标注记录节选
____________________

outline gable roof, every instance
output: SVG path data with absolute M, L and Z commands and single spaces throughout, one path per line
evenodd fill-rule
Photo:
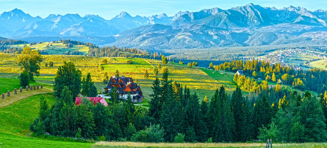
M 108 106 L 108 104 L 107 103 L 107 102 L 105 101 L 105 100 L 104 99 L 102 98 L 102 97 L 87 97 L 88 98 L 90 99 L 90 101 L 93 104 L 95 105 L 98 102 L 100 102 L 100 103 L 103 104 L 104 106 L 107 107 Z M 82 97 L 76 97 L 75 99 L 75 105 L 79 105 L 80 104 L 82 104 L 81 102 L 81 100 L 82 100 Z

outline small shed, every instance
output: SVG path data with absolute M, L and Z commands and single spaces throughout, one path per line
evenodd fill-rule
M 243 71 L 238 70 L 236 72 L 235 74 L 237 74 L 237 75 L 243 75 L 244 73 L 243 73 Z
M 102 97 L 87 97 L 90 100 L 90 101 L 92 103 L 93 103 L 94 105 L 96 105 L 96 104 L 98 102 L 100 102 L 100 103 L 102 104 L 105 107 L 107 107 L 108 106 L 108 104 L 107 103 L 107 102 L 105 101 L 105 100 L 104 99 L 102 98 Z M 82 97 L 76 97 L 75 99 L 75 105 L 79 105 L 80 104 L 82 104 L 82 102 L 81 102 L 81 100 L 82 100 Z

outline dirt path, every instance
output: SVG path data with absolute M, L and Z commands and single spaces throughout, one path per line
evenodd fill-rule
M 29 89 L 28 91 L 26 91 L 26 89 L 23 89 L 23 92 L 19 92 L 19 88 L 18 88 L 17 89 L 17 94 L 15 94 L 14 93 L 14 90 L 12 90 L 10 91 L 10 97 L 7 97 L 7 93 L 6 93 L 4 94 L 4 99 L 0 99 L 1 98 L 0 98 L 0 108 L 7 106 L 13 103 L 17 102 L 20 100 L 27 98 L 29 97 L 35 95 L 45 94 L 52 92 L 53 91 L 53 90 L 51 89 L 44 87 L 43 89 L 40 88 L 39 90 L 36 89 L 30 90 Z

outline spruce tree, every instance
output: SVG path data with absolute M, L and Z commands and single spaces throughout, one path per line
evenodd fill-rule
M 166 141 L 172 142 L 182 129 L 182 123 L 184 118 L 184 113 L 182 111 L 182 105 L 174 95 L 171 84 L 169 84 L 167 88 L 167 98 L 164 103 L 160 117 L 160 125 L 162 126 L 165 134 Z
M 160 81 L 158 77 L 152 82 L 152 89 L 153 93 L 150 95 L 150 108 L 149 108 L 149 116 L 154 118 L 155 121 L 158 121 L 160 116 L 162 106 L 163 103 L 160 102 L 160 96 L 162 94 L 160 88 Z
M 242 108 L 243 107 L 242 92 L 239 87 L 236 88 L 232 95 L 232 109 L 235 121 L 235 141 L 239 141 L 242 136 L 241 124 L 242 122 Z

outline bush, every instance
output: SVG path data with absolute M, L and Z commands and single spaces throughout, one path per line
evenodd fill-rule
M 178 133 L 175 137 L 174 142 L 176 143 L 183 143 L 184 142 L 184 137 L 185 135 L 183 134 Z
M 149 127 L 134 134 L 132 140 L 137 142 L 159 143 L 164 141 L 164 130 L 159 124 L 151 124 Z
M 205 142 L 206 143 L 212 143 L 212 137 L 210 137 L 209 139 L 208 139 L 208 140 L 207 140 Z
M 124 132 L 124 137 L 126 138 L 127 140 L 130 141 L 132 139 L 132 136 L 135 134 L 135 133 L 136 133 L 136 129 L 135 129 L 134 125 L 130 123 L 126 130 Z
M 272 122 L 269 126 L 270 128 L 269 129 L 264 126 L 259 128 L 259 134 L 258 136 L 258 139 L 265 141 L 267 139 L 271 139 L 273 141 L 279 141 L 278 139 L 280 137 L 280 133 L 277 126 L 274 122 Z

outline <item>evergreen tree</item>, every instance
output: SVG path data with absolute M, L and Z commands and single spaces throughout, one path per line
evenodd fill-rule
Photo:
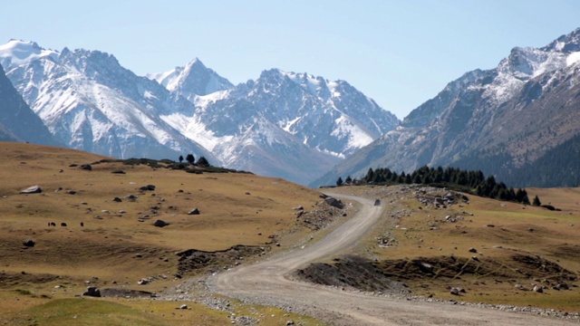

____________________

待完成任务:
编辑上面的全部数据，把其中的“every instance”一律替换为“all instances”，其余内容原样保留，输出时不要包含图片。

参考解答:
outline gable roof, all instances
output: SVG path data with absolute M, L and Z commands and single spaces throughout, one path per line
evenodd fill-rule
Photo:
M 108 106 L 108 104 L 107 103 L 107 102 L 105 101 L 105 100 L 104 99 L 102 98 L 102 97 L 87 97 L 88 98 L 90 99 L 90 101 L 93 104 L 95 105 L 98 102 L 100 102 L 100 103 L 103 104 L 104 106 L 107 107 Z M 82 97 L 76 97 L 75 99 L 75 105 L 79 105 L 80 104 L 82 104 L 81 102 L 81 100 L 82 100 Z

outline small shed, all instances
output: SVG path data with absolute M, L and Z commands and single spaces throughout, one path per line
evenodd fill-rule
M 243 71 L 238 70 L 236 72 L 235 74 L 237 74 L 237 75 L 243 75 L 244 73 L 243 73 Z
M 102 97 L 87 97 L 90 100 L 90 101 L 92 103 L 93 103 L 94 105 L 96 105 L 96 104 L 98 102 L 100 102 L 100 103 L 102 104 L 105 107 L 107 107 L 108 106 L 108 104 L 107 103 L 107 102 L 105 101 L 105 100 L 104 99 L 102 98 Z M 82 97 L 76 97 L 75 99 L 75 105 L 79 105 L 80 104 L 82 104 L 82 102 L 81 102 L 81 100 L 82 100 Z

outline dirt path, all instances
output: SVG path data with absolute M, L and Z commands and single spaces throughout, one path per line
evenodd fill-rule
M 29 89 L 28 91 L 26 91 L 26 89 L 23 89 L 23 92 L 19 92 L 19 88 L 18 88 L 17 89 L 17 94 L 15 94 L 14 93 L 14 90 L 12 90 L 10 91 L 10 97 L 7 97 L 7 93 L 6 93 L 4 94 L 4 99 L 0 99 L 1 98 L 0 98 L 0 108 L 7 106 L 13 103 L 17 102 L 20 100 L 27 98 L 29 97 L 35 95 L 45 94 L 52 92 L 53 91 L 53 90 L 51 89 L 44 87 L 43 89 L 40 88 L 39 90 L 36 89 L 30 90 Z

outline spruce tree, all instances
output: SVG path data with absolute M, L and Z commands and single spaces throughout, one path per line
evenodd fill-rule
M 166 141 L 172 142 L 182 129 L 182 123 L 184 118 L 184 113 L 182 111 L 182 105 L 174 95 L 171 84 L 169 84 L 167 88 L 167 98 L 164 103 L 160 117 L 160 125 L 162 126 L 165 134 Z
M 160 81 L 158 77 L 152 82 L 152 89 L 153 93 L 150 95 L 150 108 L 149 108 L 149 116 L 154 118 L 155 121 L 158 121 L 160 116 L 162 106 L 163 103 L 160 102 L 160 96 L 162 94 L 160 88 Z
M 242 108 L 243 107 L 242 92 L 239 87 L 236 88 L 232 95 L 232 109 L 235 121 L 235 141 L 239 141 L 242 136 L 241 124 L 242 122 Z

outline bush, all instances
output: SVG path data with absolute M, L and Z commands and single spaces throughout, one path per line
evenodd fill-rule
M 178 133 L 175 137 L 174 142 L 176 143 L 183 143 L 184 142 L 184 137 L 185 135 L 183 134 Z
M 149 127 L 134 134 L 132 140 L 137 142 L 159 143 L 164 141 L 164 130 L 159 124 L 151 124 Z
M 205 142 L 206 143 L 212 143 L 212 137 L 210 137 L 209 139 L 208 139 L 208 140 L 207 140 Z
M 124 132 L 124 137 L 126 138 L 127 140 L 130 141 L 132 139 L 132 136 L 135 134 L 135 133 L 136 133 L 136 129 L 135 129 L 134 125 L 130 123 L 126 130 Z
M 272 122 L 269 126 L 270 128 L 269 129 L 264 126 L 259 128 L 259 134 L 258 136 L 258 139 L 265 141 L 267 139 L 271 139 L 273 141 L 279 141 L 278 139 L 280 137 L 280 133 L 277 126 L 274 122 Z

outline <item>evergreen tree</item>, all instances
output: SVG path data with absolute M, L and Z commands and single spaces throughout, one path per line
evenodd fill-rule
Photo:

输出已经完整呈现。